(SOURCE PASSAGE):
>> BEGIN
But the "meat" of what's new about these treaties -- and has been new about them from the beginning -- remains. We already have in the Berne Convention a right of communication to the public, but that is the traditional right of public broadcasting, and only covers situations in which you are sending something out to many, many people at one time. Originally that was the right of putting on a play, and inviting the public to come and see it. The notion of the right of communication to the public is that there will be many people receiving the copyrighted work at exactly the same time. Right now I'm communicating to you in public. On the other hand, when you are in a networked environment, when you're delivering a copy of a computer program, or a copy of a newspaper story to an individual person who has perhaps requested it digitally, with a few keystrokes on a computer keyboard, and expects to receive that work instantaneously at any given point in time, say 3 o'clock in the morning, just for them, that is not a communication to the public. That's a private communication in a sense, and there is no right that clearly covered that under the Berne Convention.

With these treaties we now have a right of distribution of a product, which you will not find in the Berne Convention. We also now have a right of making available to the public, which you will not find in the Berne Convention. These rights are designed to deal with this digital environment -- to make it clear that if you take a digital work and send it through a computer network to somebody, anybody, you are making it available to the public.
>> END
(EXTRACTED DATA):
>> BEGIN
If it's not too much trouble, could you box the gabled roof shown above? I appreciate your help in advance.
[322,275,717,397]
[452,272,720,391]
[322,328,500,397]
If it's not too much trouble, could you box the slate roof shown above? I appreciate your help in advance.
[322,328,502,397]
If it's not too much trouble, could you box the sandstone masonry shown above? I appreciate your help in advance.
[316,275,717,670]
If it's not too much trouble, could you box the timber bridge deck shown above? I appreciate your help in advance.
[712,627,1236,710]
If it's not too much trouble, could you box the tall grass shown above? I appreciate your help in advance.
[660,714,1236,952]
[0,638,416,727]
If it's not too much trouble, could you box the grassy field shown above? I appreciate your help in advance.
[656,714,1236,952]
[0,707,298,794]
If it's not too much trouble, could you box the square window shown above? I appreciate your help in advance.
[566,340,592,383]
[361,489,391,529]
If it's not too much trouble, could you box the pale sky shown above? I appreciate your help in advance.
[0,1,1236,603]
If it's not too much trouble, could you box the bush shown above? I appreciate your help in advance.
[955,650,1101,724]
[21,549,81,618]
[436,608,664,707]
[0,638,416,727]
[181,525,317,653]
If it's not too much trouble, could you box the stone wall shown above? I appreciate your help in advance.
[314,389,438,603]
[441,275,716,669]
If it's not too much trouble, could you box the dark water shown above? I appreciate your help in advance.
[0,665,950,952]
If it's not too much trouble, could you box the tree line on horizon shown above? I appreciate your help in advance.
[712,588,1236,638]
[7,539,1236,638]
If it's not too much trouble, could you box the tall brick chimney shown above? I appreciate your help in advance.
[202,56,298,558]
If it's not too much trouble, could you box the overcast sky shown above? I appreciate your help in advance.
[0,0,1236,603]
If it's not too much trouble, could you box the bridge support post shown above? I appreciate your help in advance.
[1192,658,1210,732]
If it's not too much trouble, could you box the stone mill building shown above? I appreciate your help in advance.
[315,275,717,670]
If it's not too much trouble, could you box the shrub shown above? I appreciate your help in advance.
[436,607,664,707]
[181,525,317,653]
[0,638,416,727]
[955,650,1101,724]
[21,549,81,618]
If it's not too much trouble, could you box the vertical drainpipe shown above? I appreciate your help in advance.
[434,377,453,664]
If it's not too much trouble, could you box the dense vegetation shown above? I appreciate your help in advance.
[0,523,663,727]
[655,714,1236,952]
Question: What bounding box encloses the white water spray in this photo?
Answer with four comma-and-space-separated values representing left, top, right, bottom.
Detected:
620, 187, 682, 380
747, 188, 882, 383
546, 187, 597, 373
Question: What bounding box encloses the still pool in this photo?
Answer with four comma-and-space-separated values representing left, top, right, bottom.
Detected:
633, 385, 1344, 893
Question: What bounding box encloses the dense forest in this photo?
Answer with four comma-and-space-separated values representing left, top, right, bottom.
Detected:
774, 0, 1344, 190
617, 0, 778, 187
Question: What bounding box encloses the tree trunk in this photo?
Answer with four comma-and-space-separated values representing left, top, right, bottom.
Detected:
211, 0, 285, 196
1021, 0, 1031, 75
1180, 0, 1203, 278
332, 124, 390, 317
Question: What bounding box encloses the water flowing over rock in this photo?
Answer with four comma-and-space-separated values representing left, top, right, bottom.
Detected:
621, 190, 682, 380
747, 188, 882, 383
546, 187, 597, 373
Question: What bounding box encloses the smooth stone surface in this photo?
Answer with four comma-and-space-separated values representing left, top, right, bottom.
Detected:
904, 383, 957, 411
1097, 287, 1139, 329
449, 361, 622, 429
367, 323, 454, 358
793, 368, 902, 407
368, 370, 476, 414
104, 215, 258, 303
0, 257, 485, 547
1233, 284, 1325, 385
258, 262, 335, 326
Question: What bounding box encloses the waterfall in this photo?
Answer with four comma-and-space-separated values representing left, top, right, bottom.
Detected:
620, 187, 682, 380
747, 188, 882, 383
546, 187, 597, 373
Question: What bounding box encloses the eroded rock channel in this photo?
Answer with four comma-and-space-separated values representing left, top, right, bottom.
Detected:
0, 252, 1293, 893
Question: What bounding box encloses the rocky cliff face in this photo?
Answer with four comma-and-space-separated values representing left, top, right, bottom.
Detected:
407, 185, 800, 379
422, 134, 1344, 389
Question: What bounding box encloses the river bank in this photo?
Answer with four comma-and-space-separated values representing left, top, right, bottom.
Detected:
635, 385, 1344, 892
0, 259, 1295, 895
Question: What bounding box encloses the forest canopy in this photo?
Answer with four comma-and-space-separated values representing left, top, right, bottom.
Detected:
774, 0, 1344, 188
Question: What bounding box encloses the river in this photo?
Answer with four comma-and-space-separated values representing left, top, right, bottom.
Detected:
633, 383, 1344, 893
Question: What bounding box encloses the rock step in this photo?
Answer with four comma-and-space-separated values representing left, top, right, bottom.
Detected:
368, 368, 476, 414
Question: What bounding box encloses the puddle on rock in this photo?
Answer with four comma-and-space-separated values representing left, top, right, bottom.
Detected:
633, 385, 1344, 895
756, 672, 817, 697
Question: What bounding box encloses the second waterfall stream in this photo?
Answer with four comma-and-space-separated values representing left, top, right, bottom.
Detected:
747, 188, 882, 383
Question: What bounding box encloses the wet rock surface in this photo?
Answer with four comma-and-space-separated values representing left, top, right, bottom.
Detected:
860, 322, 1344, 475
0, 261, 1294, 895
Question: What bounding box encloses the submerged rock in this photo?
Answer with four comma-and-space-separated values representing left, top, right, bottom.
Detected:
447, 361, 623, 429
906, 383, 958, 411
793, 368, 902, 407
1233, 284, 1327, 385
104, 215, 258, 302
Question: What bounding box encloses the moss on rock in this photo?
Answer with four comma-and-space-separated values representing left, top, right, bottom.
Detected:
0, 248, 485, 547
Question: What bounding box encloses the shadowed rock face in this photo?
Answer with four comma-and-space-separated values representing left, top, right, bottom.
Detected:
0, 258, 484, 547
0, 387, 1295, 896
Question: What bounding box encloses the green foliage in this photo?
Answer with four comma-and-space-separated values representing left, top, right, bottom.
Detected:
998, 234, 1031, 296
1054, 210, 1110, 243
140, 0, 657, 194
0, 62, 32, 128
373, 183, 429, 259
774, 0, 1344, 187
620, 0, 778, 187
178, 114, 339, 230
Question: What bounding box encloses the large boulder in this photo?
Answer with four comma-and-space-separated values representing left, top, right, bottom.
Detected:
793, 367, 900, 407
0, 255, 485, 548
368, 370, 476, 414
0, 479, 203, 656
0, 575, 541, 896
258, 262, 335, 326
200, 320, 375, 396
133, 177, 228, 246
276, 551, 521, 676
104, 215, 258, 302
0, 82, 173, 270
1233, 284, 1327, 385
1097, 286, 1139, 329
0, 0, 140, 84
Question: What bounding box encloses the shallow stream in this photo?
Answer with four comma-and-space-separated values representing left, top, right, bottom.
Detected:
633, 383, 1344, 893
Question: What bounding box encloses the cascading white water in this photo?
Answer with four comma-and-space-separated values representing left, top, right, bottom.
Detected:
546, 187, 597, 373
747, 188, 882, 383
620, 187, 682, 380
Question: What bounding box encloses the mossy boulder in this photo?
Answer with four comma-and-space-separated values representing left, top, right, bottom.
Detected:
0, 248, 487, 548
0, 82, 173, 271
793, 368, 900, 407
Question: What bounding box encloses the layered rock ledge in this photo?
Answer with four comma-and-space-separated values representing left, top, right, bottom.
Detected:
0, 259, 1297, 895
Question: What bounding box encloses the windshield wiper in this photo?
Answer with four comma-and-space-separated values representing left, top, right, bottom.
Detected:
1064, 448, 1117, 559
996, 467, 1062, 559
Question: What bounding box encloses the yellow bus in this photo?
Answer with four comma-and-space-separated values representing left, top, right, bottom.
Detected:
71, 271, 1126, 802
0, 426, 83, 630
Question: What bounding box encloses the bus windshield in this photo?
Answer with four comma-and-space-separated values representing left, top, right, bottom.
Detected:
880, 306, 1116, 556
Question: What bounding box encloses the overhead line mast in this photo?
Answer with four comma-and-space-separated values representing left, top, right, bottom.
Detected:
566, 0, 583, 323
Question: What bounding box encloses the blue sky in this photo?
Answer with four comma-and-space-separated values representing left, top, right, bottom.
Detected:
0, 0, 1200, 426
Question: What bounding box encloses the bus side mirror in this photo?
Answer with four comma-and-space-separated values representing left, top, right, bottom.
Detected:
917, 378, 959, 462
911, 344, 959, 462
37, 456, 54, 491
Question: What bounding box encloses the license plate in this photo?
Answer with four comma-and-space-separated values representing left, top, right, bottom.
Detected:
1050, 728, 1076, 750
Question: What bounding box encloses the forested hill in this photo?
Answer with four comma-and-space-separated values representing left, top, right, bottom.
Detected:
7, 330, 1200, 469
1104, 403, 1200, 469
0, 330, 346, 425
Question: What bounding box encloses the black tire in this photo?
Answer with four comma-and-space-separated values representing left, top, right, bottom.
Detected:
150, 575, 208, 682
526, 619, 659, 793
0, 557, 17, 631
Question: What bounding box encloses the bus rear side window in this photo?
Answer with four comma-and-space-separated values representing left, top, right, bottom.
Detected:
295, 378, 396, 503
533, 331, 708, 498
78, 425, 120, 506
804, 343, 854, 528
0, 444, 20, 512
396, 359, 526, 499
>> END
(TASK REQUIREMENTS):
**A.** From the passage on the copyright treaties, list each distinct phrase that begins with the words "right of," counting repeated phrases only once.
**B.** Extend the passage on the copyright treaties, starting after its last sentence.

(ANSWERS TO THE EXERCISE):
**A.**
- right of communication to the public
- right of public broadcasting
- right of putting on a play
- right of distribution of a product
- right of making available to the public

**B.**
Now we have covered those circumstances. We have a new right of distribution of copies. We have a new right of making available to the public. And we also have recognized that the right of communication to the public continues in the Berne context. So those are really the "meat" of the rights involved. There was a lot of excitement -- and anxiety -- created about the reproduction right language, and most of it was way overblown. We have always had a right of reproduction. We still do, and we will in the new digital environment. The only thing new is that we adopted some agreed statements at the diplomatic conference in which we provided permanent, explanatory language -- to the public and to national legislators who will have to implement these treaties -- as to what the treaties mean, and why we decided not to reinvent the right of reproduction in this treaty, why we decided simply to incorporate it by reference to the Berne Convention. What we ended up with, I think, was an explanatory statement that makes what we did very clear, and ultimately, was satisfactory to most people.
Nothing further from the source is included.